▸ What you will do
Below are records; extract exactly the lines from the one containing "In the photograph above, where can the dormer" through the last, both included, and keep the pictures out.

Image location labeling entries
——————————
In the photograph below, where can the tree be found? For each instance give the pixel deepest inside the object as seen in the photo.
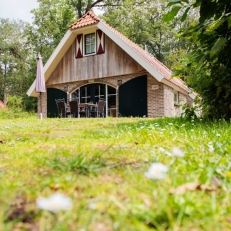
(208, 66)
(141, 21)
(13, 58)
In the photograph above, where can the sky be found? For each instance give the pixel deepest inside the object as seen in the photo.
(17, 9)
(20, 9)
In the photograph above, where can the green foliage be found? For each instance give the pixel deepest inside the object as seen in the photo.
(142, 23)
(208, 66)
(14, 55)
(189, 111)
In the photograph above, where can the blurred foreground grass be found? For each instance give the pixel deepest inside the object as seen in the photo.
(100, 165)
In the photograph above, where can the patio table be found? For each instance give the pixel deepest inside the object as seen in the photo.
(86, 107)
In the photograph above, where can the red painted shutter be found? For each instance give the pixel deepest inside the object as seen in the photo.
(79, 46)
(100, 42)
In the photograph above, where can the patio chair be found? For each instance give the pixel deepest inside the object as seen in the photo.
(61, 106)
(99, 110)
(74, 108)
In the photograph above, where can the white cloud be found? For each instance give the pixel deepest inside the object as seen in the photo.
(17, 9)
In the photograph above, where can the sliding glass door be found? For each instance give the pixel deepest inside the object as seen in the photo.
(93, 92)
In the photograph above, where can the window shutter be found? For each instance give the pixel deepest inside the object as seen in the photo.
(100, 42)
(79, 46)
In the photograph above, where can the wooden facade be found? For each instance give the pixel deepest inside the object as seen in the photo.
(114, 62)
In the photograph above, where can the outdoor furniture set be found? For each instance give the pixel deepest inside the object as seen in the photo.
(75, 109)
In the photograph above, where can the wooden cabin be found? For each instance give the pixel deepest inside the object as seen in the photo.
(93, 60)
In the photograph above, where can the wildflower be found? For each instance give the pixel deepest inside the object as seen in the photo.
(228, 174)
(54, 203)
(177, 152)
(93, 206)
(165, 151)
(211, 148)
(157, 171)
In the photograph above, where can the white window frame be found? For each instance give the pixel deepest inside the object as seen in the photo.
(84, 44)
(176, 97)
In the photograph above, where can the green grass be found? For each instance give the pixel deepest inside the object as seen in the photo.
(100, 165)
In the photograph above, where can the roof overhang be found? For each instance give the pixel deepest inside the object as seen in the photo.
(58, 54)
(156, 74)
(54, 59)
(174, 86)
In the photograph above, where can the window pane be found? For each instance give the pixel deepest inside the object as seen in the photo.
(111, 90)
(90, 43)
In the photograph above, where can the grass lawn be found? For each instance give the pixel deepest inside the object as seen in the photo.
(102, 166)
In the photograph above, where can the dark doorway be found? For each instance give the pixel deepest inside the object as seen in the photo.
(133, 97)
(52, 94)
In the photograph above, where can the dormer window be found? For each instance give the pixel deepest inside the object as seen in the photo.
(90, 44)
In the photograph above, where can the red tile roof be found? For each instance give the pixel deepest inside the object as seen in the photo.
(90, 18)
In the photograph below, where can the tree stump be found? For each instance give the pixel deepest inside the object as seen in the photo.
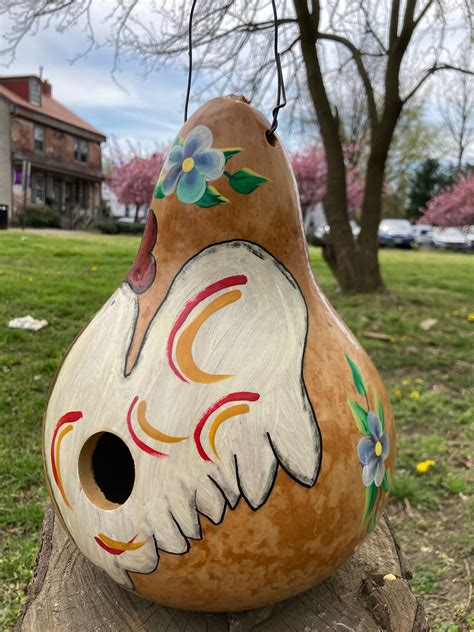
(68, 593)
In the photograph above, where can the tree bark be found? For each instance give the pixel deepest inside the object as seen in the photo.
(70, 593)
(137, 213)
(356, 268)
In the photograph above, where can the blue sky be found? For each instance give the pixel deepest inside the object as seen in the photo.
(147, 110)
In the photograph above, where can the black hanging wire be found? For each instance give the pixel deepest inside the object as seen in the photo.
(281, 94)
(190, 55)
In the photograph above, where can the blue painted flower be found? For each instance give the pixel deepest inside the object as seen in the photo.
(190, 166)
(373, 451)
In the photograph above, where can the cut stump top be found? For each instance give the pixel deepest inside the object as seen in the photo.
(68, 593)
——————————
▸ Solution for this exercise
In the photograph above, where can the dormer window be found? For each instance give the pixel deepest inside the object as seen in the photo.
(90, 44)
In the photograph above, where can the red tile roof be found? For each instance give the pixel deepest inside the object as seen in the photo.
(90, 18)
In the photograph below, where can the tree stump be found? For each instance give the pixel deepest inside the object as seen in the photo.
(68, 593)
In the photograph above, where can the tree bark be found? For each instance give the pixel deepest inside the object as seen in the photo.
(70, 593)
(137, 213)
(356, 268)
In the photograph above, where can the blue sky be found? For each instance give the pixel deepest inside the object as seen in the photo.
(147, 110)
In the photograph above, where can the black hanging wire be found? For each instance give the pixel deepest inside the object as seen in the photo.
(281, 94)
(190, 55)
In the photograph above, where can the blue painted flower be found? For each instance give the pixel deepest inside the object as seen in the photo.
(190, 166)
(373, 451)
In the photograph above, where can the cut stump top be found? For each instance give the pixel deepest inside the object as seen in the photo.
(68, 593)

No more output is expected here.